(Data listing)
================

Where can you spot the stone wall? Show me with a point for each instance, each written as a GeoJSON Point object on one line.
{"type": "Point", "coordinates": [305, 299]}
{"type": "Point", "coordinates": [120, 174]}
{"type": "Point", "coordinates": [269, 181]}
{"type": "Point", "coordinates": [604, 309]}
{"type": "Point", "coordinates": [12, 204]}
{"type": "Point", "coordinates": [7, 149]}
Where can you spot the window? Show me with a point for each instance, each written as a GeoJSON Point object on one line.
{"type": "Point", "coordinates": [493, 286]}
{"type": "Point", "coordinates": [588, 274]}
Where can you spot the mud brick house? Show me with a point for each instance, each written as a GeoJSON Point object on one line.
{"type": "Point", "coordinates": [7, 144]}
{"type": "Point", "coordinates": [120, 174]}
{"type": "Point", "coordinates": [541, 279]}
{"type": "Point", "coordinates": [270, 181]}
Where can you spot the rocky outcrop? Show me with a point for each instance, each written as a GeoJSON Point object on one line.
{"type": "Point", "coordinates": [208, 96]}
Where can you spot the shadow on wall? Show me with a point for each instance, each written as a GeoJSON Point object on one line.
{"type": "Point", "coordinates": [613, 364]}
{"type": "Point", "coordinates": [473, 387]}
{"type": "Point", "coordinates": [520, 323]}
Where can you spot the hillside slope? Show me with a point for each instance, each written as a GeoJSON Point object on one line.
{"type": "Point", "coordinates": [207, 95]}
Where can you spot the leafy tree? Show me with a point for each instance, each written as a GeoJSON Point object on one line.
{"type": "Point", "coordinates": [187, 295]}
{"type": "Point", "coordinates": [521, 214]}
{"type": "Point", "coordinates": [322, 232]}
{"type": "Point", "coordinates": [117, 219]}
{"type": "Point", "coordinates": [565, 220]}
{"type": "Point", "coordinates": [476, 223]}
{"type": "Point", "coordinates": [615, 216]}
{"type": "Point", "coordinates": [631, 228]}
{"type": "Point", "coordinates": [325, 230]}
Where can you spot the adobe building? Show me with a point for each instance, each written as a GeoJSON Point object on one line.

================

Given problem: Rewrite the material above so that every "Where can you spot" becomes "Where do you see", and keep every other word and line the same.

Answer to this task:
Where do you see the stone wall? Show me with a point for each instance, each written as a GeoJSON Point object on one line.
{"type": "Point", "coordinates": [305, 299]}
{"type": "Point", "coordinates": [120, 174]}
{"type": "Point", "coordinates": [269, 181]}
{"type": "Point", "coordinates": [604, 309]}
{"type": "Point", "coordinates": [12, 204]}
{"type": "Point", "coordinates": [7, 149]}
Where do you see the window? Show me with a point for each instance, each written as a GeoJSON Point object on one line.
{"type": "Point", "coordinates": [493, 286]}
{"type": "Point", "coordinates": [588, 274]}
Where do you see the mud brick house? Show me with a point for each instance, each written as a GeoJSON Point object on one line.
{"type": "Point", "coordinates": [7, 144]}
{"type": "Point", "coordinates": [120, 174]}
{"type": "Point", "coordinates": [541, 279]}
{"type": "Point", "coordinates": [270, 181]}
Where do you see the rocky outcrop? Show me with a point for each instance, each written as a GeoJSON Point object on one line.
{"type": "Point", "coordinates": [208, 96]}
Where do you see the shadow on wall? Show me with a point for each instance, each written as a GeoJSON Point object on one line.
{"type": "Point", "coordinates": [613, 364]}
{"type": "Point", "coordinates": [473, 387]}
{"type": "Point", "coordinates": [520, 323]}
Where do you see the hillside slope? Show me with a point for each instance, each written as a GeoJSON Point object on one line.
{"type": "Point", "coordinates": [207, 95]}
Where do you see the leafy tree? Show me with a point for each instance, each written as a GeoJSON Point object on one line.
{"type": "Point", "coordinates": [187, 295]}
{"type": "Point", "coordinates": [521, 214]}
{"type": "Point", "coordinates": [322, 232]}
{"type": "Point", "coordinates": [117, 219]}
{"type": "Point", "coordinates": [565, 220]}
{"type": "Point", "coordinates": [476, 223]}
{"type": "Point", "coordinates": [615, 216]}
{"type": "Point", "coordinates": [631, 228]}
{"type": "Point", "coordinates": [325, 230]}
Where do you see the adobe building? Show me with a point for each instance, each written as a GeoJSON Point object on one line.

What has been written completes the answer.